TEXT BLOCK:
====================
- October 11, 2017
As dawn breaks in early June, Megan Shave, a member of my summer 2017 field research team at the Woods Hole Research Center (WHRC), parks her car along a residential street in the leafy inner suburbs of Boston, Massachusetts. She gets out, points herself into a predetermined suburban yard, and starts her watch–listening closely for birds. She records everything she sees or hears in ten minutes, then climbs back into her car and heads to the next yard.
Two hours later, as people in the neighborhood head off to their workdays, Megan returns and joins the WHRC’s Margot McKlveen and Michael Whittemore, and University of Massachusetts botanist Roberta Lombardi. Together they fan out into the yard as a one-day SWAT team. They record every plant species and the lawn or garden feature in which they occur. They measure the diameter of every tree. They deploy traps to measure the diversity and abundance of bees and crawling insects. They take samples of soils and deploy sensors to test for the amount of soil organic matter and soil nutrients. And they create a detailed sketch map of the yard.
This past summer, similar teams sampled in exactly the same way in the metropolitan regions of Baltimore and Minneapolis-St. Paul; and, before the heat of the desert summer, a team from Phoenix deployed in February. Teams from Los Angeles and Miami will start early in 2018. All six city-teams collaborate as part of a US-wide project that we nicknamed the Yard Futures Project.
The project aims to measure—across yards and across large regions—how management of residential single-family house lots influences the structure, biodiversity, and function of residential ecosystems. This question is critically important because, even as residential areas continue to expand, we don’t understand much about their ecology. We suspect, however, that collectively they could play vitally-important roles when it comes to supporting biodiversity and natural—or ecosystem—services, such as lowering air temperatures or reducing nutrient runoff.
Within each metropolitan region, research teams visit yards that fall into four categories, or “treatments:”
====================
TASK DESCRIPTION: Repeat word for word the part of the Yard Futures Project text from "This past summer, similar" up to and including "Yard Futures Project.". The rows after this text are not needed for anything here.

INFORMATION GIVEN:
====================
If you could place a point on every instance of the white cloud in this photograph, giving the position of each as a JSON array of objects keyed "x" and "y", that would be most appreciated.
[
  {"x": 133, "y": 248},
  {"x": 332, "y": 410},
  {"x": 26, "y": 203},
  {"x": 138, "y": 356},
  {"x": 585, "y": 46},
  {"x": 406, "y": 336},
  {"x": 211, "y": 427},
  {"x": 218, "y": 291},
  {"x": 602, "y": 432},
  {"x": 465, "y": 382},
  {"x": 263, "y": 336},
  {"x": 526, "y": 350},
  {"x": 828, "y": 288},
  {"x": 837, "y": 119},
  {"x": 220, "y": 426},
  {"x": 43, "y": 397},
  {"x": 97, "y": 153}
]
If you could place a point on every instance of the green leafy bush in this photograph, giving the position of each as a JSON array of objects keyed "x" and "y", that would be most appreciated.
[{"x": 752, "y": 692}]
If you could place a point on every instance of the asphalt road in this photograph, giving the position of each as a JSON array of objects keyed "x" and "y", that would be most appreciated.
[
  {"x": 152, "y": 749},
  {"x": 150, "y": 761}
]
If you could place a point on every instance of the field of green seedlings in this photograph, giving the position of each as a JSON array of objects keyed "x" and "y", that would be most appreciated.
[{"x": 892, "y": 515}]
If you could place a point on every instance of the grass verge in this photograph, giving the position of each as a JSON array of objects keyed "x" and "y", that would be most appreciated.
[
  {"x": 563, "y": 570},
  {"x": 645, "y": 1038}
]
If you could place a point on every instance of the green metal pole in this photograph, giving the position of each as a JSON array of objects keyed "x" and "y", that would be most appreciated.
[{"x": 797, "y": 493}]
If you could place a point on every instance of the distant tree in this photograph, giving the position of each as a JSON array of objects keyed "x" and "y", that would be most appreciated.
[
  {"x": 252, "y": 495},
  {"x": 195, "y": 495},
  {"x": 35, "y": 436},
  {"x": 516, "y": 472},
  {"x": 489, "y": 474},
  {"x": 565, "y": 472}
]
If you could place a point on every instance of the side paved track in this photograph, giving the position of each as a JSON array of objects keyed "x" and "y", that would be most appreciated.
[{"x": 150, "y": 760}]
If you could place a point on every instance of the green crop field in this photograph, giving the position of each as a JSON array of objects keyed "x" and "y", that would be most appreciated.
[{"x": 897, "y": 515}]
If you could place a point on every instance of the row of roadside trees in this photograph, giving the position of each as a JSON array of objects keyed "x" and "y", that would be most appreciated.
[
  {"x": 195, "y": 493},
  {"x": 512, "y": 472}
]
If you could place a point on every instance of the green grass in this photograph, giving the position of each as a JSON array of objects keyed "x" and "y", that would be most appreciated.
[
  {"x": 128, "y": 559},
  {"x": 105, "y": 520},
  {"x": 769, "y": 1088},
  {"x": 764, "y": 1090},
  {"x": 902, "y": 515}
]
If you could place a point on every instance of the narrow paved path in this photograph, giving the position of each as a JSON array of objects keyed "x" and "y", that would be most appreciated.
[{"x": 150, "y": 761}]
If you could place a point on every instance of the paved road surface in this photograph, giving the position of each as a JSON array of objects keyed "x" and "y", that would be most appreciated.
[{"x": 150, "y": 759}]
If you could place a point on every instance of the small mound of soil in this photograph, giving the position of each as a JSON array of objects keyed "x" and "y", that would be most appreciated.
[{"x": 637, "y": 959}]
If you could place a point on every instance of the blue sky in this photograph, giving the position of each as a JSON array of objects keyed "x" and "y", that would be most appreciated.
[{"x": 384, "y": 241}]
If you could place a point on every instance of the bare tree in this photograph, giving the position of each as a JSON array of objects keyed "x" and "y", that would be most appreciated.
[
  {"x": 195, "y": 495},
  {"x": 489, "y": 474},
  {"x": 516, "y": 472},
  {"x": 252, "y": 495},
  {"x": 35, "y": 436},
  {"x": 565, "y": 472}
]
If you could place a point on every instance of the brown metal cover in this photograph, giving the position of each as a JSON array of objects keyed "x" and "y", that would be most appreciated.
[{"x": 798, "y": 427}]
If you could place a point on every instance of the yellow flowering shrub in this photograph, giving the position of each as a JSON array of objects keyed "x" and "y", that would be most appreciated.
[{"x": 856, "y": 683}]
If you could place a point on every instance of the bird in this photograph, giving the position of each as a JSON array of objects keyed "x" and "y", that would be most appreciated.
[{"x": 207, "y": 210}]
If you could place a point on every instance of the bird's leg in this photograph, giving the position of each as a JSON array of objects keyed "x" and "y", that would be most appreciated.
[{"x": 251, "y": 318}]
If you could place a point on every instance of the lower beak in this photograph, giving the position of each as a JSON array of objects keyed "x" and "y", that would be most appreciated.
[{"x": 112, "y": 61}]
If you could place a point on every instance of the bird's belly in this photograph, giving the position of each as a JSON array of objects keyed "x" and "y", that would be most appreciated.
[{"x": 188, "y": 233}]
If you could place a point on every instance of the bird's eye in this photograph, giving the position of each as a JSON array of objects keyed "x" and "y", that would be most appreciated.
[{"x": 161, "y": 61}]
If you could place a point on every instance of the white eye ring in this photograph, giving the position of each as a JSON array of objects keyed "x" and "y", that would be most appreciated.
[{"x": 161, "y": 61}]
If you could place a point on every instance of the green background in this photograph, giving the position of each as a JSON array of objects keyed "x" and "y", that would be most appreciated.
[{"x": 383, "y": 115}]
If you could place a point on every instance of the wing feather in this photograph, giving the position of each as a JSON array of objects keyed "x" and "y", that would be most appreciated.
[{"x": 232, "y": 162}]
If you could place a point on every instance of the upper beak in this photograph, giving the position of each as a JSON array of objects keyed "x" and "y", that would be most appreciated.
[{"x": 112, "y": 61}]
====================
SOLUTION TO THIS TASK:
This past summer, similar teams sampled in exactly the same way in the metropolitan regions of Baltimore and Minneapolis-St. Paul; and, before the heat of the desert summer, a team from Phoenix deployed in February. Teams from Los Angeles and Miami will start early in 2018. All six city-teams collaborate as part of a US-wide project that we nicknamed the Yard Futures Project.